### Problem:
Which lines of the data below contain the word "side"? Report each one in full; case counts.

### Entries supplied ###

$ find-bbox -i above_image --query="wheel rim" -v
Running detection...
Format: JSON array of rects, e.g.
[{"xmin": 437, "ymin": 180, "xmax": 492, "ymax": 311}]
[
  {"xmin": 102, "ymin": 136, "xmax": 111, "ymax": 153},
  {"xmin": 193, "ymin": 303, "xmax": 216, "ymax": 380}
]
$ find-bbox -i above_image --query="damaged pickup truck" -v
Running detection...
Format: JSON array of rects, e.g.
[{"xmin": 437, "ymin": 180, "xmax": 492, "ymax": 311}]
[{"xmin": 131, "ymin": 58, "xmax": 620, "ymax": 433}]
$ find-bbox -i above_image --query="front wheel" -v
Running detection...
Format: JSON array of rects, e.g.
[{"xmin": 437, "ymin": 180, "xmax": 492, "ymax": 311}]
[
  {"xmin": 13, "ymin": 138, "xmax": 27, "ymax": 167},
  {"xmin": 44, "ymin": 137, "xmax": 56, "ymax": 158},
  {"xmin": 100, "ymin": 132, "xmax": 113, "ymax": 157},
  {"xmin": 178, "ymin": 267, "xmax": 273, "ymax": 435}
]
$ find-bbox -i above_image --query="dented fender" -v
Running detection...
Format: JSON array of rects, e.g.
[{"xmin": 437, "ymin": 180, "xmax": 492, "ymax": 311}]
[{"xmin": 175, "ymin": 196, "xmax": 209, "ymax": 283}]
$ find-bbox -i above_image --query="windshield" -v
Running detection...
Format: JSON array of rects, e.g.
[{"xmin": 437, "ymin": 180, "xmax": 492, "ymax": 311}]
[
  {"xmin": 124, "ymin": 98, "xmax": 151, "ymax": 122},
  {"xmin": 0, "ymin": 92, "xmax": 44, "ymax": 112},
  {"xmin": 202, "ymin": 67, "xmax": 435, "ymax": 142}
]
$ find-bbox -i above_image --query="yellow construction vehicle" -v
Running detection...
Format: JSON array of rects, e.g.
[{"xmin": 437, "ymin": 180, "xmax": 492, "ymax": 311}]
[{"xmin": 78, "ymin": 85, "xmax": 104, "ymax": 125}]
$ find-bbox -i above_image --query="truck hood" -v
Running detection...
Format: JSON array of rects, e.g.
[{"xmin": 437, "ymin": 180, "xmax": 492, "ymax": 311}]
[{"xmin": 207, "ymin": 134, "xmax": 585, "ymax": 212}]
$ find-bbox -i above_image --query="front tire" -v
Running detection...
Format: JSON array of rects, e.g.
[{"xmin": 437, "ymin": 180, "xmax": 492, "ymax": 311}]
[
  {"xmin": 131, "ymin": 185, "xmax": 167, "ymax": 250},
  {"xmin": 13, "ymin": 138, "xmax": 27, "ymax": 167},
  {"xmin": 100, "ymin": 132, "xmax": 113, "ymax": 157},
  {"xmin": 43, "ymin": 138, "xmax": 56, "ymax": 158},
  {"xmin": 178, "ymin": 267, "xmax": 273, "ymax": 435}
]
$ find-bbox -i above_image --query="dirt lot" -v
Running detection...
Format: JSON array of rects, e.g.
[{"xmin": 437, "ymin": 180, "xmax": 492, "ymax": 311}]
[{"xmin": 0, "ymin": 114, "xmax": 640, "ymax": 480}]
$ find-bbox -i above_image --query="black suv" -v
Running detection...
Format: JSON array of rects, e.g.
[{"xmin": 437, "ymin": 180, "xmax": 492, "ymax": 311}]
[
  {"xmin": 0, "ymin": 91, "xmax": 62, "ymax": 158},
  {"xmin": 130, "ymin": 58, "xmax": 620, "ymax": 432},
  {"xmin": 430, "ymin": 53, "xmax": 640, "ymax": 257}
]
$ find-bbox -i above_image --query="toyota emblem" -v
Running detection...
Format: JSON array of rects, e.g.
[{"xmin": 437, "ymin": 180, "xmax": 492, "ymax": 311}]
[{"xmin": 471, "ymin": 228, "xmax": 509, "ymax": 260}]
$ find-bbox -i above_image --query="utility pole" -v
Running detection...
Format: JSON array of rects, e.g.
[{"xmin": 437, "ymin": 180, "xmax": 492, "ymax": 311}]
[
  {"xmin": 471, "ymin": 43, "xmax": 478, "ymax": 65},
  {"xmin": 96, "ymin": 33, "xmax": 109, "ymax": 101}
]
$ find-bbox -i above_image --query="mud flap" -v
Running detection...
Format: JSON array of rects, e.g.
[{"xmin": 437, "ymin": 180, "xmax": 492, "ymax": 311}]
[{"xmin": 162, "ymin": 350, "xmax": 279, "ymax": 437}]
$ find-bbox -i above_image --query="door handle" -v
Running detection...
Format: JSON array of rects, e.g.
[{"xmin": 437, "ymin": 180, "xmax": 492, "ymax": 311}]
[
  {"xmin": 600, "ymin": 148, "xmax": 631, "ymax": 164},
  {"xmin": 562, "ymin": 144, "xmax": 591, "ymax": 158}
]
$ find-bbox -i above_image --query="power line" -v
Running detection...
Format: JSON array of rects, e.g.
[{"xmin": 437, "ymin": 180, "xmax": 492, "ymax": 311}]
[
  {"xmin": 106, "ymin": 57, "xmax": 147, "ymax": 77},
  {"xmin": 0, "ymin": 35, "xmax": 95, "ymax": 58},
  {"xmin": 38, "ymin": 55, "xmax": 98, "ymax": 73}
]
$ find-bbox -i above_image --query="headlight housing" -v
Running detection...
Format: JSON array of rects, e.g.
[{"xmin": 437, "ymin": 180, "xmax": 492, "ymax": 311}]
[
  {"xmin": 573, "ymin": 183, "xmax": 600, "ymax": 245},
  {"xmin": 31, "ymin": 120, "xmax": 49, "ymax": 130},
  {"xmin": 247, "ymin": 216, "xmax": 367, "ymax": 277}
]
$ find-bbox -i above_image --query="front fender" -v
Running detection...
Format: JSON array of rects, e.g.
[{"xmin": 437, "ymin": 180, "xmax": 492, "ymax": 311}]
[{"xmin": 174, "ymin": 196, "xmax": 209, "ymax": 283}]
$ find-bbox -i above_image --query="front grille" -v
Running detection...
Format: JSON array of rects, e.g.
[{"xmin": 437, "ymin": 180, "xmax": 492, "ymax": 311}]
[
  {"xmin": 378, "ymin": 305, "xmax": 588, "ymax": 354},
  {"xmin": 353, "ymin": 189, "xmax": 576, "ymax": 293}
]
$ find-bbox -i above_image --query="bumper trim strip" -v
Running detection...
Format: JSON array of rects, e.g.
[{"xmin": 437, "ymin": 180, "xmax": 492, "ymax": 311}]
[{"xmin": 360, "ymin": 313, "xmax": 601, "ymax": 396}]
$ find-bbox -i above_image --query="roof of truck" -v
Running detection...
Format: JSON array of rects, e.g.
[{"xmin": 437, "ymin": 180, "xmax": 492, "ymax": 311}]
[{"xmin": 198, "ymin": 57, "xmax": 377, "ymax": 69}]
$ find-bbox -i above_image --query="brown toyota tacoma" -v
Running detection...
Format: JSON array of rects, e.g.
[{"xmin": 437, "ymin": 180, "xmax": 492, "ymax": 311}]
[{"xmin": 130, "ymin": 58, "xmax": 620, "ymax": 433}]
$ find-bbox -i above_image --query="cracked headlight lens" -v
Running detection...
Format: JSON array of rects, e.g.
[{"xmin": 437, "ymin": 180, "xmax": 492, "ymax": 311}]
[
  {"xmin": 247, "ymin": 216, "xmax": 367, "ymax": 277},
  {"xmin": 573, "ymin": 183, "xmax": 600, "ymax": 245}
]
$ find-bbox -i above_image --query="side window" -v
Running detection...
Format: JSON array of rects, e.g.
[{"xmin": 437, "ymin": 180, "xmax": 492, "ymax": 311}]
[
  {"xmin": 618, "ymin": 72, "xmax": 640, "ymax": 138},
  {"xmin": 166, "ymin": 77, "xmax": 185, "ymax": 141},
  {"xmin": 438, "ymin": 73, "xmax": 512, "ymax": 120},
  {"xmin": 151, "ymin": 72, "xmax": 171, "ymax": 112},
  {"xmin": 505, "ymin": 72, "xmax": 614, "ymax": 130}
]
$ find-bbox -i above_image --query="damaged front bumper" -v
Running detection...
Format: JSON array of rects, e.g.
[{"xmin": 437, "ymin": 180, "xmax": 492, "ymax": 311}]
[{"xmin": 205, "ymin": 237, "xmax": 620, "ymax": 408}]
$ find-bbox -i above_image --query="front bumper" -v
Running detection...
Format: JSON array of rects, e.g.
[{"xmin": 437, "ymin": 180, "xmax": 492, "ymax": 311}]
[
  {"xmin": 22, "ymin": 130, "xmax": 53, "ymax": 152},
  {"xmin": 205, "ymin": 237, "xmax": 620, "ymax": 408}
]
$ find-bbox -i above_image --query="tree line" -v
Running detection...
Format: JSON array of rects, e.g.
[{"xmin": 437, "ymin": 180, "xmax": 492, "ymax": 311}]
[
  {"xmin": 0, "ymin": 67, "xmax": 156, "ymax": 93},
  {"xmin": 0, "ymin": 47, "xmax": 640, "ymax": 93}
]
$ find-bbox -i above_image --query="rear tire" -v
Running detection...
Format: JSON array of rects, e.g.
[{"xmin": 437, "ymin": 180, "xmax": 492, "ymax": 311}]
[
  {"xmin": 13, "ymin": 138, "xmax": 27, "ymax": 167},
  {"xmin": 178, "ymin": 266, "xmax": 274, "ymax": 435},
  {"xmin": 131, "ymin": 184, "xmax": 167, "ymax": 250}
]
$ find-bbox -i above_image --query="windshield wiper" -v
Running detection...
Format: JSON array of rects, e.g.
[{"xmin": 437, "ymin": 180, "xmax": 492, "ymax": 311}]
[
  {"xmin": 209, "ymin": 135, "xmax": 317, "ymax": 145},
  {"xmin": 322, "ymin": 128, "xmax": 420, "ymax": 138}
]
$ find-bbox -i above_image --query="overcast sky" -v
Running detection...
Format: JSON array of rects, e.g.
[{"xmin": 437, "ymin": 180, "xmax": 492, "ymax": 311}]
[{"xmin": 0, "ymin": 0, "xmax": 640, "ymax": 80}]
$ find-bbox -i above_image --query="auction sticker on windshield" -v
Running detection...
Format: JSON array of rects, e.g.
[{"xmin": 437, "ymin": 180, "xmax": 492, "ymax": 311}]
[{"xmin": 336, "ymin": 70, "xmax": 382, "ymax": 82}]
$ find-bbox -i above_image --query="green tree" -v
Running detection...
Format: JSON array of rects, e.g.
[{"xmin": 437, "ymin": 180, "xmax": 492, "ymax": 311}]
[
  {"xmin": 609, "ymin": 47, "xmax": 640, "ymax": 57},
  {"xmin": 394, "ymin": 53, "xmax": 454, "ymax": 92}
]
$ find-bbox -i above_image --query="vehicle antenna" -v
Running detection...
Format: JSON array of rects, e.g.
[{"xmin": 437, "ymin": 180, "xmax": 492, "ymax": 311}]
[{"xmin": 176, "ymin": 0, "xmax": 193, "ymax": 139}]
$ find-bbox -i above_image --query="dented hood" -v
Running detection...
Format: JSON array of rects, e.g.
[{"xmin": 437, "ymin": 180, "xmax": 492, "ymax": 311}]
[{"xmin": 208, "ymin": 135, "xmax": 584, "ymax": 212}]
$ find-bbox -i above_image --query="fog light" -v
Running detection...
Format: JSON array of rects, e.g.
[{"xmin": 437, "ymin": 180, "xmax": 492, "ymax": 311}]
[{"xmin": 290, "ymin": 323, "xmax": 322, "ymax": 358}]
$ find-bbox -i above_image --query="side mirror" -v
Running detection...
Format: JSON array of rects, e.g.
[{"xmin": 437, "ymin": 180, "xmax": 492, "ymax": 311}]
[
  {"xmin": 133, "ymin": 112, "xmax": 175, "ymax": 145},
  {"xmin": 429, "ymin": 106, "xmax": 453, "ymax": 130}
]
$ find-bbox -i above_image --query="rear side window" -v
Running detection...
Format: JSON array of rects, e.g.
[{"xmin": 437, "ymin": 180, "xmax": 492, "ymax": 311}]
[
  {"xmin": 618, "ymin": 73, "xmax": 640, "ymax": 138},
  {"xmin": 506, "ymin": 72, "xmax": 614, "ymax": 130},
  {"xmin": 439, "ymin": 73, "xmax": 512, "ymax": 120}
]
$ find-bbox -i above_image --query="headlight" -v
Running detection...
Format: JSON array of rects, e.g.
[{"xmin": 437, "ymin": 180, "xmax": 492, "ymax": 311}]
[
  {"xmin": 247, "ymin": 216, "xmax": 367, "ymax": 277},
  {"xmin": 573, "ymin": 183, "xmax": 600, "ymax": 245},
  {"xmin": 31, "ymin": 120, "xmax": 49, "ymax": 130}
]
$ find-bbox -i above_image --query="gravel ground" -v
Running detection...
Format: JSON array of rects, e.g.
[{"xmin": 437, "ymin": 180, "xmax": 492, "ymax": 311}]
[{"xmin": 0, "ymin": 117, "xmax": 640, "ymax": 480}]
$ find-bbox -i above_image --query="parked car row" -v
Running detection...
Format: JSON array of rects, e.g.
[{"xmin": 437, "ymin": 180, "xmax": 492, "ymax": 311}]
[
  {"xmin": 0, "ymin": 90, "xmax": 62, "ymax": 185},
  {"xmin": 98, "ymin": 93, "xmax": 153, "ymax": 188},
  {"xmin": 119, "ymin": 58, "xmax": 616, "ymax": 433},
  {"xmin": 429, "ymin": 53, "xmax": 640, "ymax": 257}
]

###

### Output:
$ find-bbox -i above_image --query="side window" -v
$ find-bbox -i above_image --query="side mirror" -v
$ find-bbox -i above_image --query="rear side window" -v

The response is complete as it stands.